*** Opening of Exercise inputs ***

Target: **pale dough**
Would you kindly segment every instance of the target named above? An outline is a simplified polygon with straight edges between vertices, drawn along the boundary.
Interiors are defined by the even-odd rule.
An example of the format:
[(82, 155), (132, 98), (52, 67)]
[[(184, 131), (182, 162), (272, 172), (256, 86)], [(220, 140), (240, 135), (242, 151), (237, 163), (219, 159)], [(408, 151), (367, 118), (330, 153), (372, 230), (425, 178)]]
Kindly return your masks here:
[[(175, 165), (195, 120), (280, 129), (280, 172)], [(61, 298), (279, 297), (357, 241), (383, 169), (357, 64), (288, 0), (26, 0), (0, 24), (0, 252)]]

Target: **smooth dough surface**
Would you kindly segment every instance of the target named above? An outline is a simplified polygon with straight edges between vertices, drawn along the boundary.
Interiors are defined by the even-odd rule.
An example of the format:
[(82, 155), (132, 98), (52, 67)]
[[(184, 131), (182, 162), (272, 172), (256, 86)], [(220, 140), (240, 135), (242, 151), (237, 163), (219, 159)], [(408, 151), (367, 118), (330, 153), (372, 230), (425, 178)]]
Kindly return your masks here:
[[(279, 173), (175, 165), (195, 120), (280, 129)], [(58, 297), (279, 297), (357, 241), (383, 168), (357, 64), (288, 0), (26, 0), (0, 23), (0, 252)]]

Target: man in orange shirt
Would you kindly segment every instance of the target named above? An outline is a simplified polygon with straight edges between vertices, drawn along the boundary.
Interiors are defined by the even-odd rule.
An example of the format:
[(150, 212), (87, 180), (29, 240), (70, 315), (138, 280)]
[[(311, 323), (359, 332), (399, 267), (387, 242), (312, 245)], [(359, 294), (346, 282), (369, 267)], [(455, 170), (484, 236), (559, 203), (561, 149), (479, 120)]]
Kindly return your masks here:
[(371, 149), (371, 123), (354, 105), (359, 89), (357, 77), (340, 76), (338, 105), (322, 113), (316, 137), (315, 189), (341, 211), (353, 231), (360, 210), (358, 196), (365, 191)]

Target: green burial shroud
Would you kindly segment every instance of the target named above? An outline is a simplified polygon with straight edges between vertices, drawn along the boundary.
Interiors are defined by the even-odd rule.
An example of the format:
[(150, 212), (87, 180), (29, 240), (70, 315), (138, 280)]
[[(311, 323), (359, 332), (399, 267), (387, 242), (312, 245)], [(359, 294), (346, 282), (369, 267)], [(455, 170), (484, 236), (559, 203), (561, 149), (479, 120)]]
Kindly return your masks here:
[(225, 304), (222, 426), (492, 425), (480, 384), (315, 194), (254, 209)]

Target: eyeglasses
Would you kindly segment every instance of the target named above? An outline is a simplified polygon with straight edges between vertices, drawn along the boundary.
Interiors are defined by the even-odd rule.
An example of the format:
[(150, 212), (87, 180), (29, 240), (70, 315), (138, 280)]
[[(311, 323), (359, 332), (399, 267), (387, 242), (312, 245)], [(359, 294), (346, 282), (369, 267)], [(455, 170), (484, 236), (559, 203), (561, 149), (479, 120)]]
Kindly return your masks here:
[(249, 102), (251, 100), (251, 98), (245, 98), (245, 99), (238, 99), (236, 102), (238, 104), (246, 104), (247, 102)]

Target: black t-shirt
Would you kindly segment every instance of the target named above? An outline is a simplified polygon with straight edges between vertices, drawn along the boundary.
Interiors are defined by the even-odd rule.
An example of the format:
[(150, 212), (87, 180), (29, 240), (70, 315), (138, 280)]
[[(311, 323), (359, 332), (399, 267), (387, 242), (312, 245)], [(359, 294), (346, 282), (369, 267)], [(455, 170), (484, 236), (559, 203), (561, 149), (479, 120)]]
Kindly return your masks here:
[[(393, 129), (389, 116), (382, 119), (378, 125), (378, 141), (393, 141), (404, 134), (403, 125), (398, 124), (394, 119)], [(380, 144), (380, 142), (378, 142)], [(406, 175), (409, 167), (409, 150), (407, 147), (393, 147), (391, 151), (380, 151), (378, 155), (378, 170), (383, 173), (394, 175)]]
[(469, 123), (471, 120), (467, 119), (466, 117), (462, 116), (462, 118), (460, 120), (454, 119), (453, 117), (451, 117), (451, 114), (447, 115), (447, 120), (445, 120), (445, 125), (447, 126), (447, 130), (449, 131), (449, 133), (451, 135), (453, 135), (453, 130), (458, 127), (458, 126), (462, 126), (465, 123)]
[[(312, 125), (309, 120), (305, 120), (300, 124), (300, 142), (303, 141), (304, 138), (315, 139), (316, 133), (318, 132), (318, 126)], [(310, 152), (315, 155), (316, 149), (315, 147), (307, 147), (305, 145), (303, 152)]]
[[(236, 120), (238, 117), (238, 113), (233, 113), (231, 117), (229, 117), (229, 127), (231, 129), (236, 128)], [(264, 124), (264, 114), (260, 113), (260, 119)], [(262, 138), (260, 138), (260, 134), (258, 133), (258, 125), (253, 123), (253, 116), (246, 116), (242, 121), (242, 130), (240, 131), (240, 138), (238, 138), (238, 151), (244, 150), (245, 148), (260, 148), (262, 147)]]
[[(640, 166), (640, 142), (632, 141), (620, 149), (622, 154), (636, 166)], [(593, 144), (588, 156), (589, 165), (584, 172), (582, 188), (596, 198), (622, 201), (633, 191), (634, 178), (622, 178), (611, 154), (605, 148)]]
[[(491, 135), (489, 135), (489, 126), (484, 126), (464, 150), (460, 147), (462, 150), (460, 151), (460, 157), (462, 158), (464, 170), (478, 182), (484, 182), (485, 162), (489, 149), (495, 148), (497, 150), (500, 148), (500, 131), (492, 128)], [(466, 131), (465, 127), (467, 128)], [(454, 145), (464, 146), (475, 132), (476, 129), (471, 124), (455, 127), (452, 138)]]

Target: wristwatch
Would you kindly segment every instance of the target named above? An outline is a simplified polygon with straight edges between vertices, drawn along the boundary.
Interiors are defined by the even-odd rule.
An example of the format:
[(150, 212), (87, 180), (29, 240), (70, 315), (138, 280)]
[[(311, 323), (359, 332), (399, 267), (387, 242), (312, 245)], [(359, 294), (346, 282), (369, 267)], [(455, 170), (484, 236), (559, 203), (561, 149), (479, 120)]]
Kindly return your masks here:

*** Close of Exercise inputs ***

Problem statement: An exact copy of the material above is needed.

The completed task:
Target: **pale dough**
Would you kindly segment every instance of the target named above? An outline is a simplified polygon with straight edges between vertices, drawn along the boundary.
Interiors are defined by the even-odd rule.
An example of the format:
[(82, 155), (132, 98), (52, 67)]
[[(184, 131), (182, 162), (272, 172), (256, 86)], [(220, 140), (240, 135), (242, 151), (237, 163), (219, 159)], [(408, 151), (367, 118), (330, 153), (372, 230), (425, 178)]]
Kindly return your masks here:
[[(175, 165), (195, 120), (280, 129), (280, 172)], [(61, 298), (279, 297), (357, 241), (383, 169), (357, 64), (288, 0), (26, 0), (0, 24), (0, 252)]]

Target: **smooth dough surface**
Would you kindly segment every instance of the target named above? An outline is a simplified polygon with straight edges between vertices, drawn along the boundary.
Interiors are defined by the even-odd rule.
An example of the format:
[(82, 155), (132, 98), (52, 67)]
[[(184, 131), (182, 162), (272, 172), (256, 86)], [(220, 140), (240, 135), (242, 151), (237, 163), (219, 159)], [(408, 151), (367, 118), (330, 153), (372, 230), (425, 178)]]
Kindly return your masks here:
[[(279, 173), (175, 165), (195, 120), (280, 129)], [(58, 297), (279, 297), (357, 241), (383, 168), (357, 64), (288, 0), (26, 0), (0, 23), (0, 252)]]

Target: man in orange shirt
Would you kindly segment every instance of the target named above? An outline is a simplified polygon with straight edges between vertices, drawn along the boundary.
Interiors are defined by the even-odd rule.
An example of the format:
[(150, 212), (87, 180), (29, 240), (70, 315), (138, 280)]
[[(311, 323), (359, 332), (399, 267), (387, 242), (312, 245)], [(359, 294), (346, 282), (369, 267)], [(455, 170), (484, 236), (559, 203), (561, 149), (479, 120)]]
Kindly return your masks here:
[(371, 149), (371, 123), (354, 105), (359, 89), (357, 77), (340, 76), (338, 105), (322, 113), (316, 137), (315, 189), (341, 211), (353, 231), (360, 210), (358, 196), (365, 191)]

Target: green burial shroud
Would you kindly segment every instance of the target named above? An outline is a simplified polygon with straight edges between vertices, drawn along the boundary.
Interiors are defined by the even-odd rule.
An example of the format:
[(150, 212), (87, 180), (29, 240), (70, 315), (138, 280)]
[[(311, 323), (359, 332), (399, 267), (387, 242), (312, 245)], [(359, 294), (346, 282), (369, 267)], [(455, 170), (484, 236), (559, 203), (561, 149), (479, 120)]]
Kindly return your masks here:
[(225, 304), (222, 426), (492, 425), (480, 384), (315, 194), (254, 209)]

Target: eyeglasses
Would you kindly segment every instance of the target named above? An outline is a simplified polygon with straight edges between vertices, drawn along the boundary.
Interiors are defined by the even-odd rule.
An example of the format:
[(150, 212), (87, 180), (29, 240), (70, 315), (138, 280)]
[[(311, 323), (359, 332), (399, 267), (387, 242), (312, 245)], [(359, 294), (346, 282), (369, 267)], [(455, 170), (484, 236), (559, 203), (561, 149), (479, 120)]]
Kindly return your masks here:
[(249, 102), (251, 100), (251, 98), (245, 98), (245, 99), (238, 99), (236, 102), (238, 104), (246, 104), (247, 102)]

Target: black t-shirt
Would you kindly segment every instance of the target named above? An outline is a simplified polygon with straight edges between vertices, drawn along the boundary.
Interiors are defined by the even-odd rule.
An example of the format:
[(150, 212), (87, 180), (29, 240), (70, 315), (138, 280)]
[[(311, 323), (359, 332), (399, 267), (387, 242), (312, 245)], [(359, 294), (346, 282), (369, 267)], [(455, 170), (484, 236), (559, 203), (561, 149), (479, 120)]]
Kindly return your masks here:
[[(393, 129), (389, 116), (382, 119), (378, 125), (378, 141), (393, 141), (404, 134), (403, 125), (398, 124), (394, 119)], [(380, 144), (380, 142), (378, 142)], [(406, 175), (409, 167), (409, 150), (407, 147), (393, 147), (391, 151), (380, 151), (378, 155), (378, 170), (383, 173), (394, 175)]]
[(469, 123), (471, 120), (467, 119), (466, 117), (462, 116), (462, 118), (460, 120), (454, 119), (453, 117), (451, 117), (451, 114), (447, 115), (447, 120), (445, 120), (445, 125), (447, 126), (447, 130), (449, 131), (449, 133), (451, 135), (453, 135), (453, 130), (458, 127), (458, 126), (462, 126), (465, 123)]
[[(312, 125), (309, 120), (305, 120), (300, 124), (300, 142), (303, 141), (304, 138), (315, 139), (316, 133), (318, 132), (318, 126)], [(310, 152), (315, 155), (316, 149), (315, 147), (307, 147), (305, 145), (303, 152)]]
[[(236, 120), (238, 117), (238, 113), (233, 113), (231, 117), (229, 117), (229, 127), (231, 129), (236, 128)], [(264, 124), (264, 114), (260, 113), (260, 119)], [(262, 138), (260, 138), (260, 134), (258, 133), (258, 125), (253, 123), (253, 116), (246, 116), (242, 121), (242, 130), (240, 131), (240, 138), (238, 138), (238, 151), (244, 150), (245, 148), (260, 148), (262, 147)]]
[[(640, 166), (640, 142), (632, 141), (620, 149), (622, 154), (636, 166)], [(593, 144), (588, 156), (589, 165), (584, 172), (582, 188), (596, 198), (622, 201), (633, 191), (634, 178), (622, 178), (611, 154), (605, 148)]]
[[(491, 135), (489, 135), (489, 126), (484, 126), (464, 150), (460, 147), (462, 150), (460, 151), (460, 157), (462, 158), (464, 170), (478, 182), (484, 182), (485, 162), (489, 149), (495, 148), (497, 150), (500, 148), (500, 131), (492, 128)], [(466, 131), (465, 127), (467, 128)], [(454, 145), (464, 146), (475, 132), (476, 129), (471, 124), (455, 127), (452, 138)]]

Target: wristwatch
Would you kindly segment every instance of the target named above? An outline is a simplified polygon with straight edges between vertices, drawn along the boundary.
Interiors are defined by the even-odd rule.
An example of the format:
[(150, 212), (87, 180), (29, 240), (70, 315), (138, 280)]
[[(311, 323), (359, 332), (399, 267), (387, 242), (312, 245)], [(359, 294), (346, 282), (369, 267)], [(455, 170), (484, 236), (559, 203), (561, 149), (479, 120)]]
Kindly return your masks here:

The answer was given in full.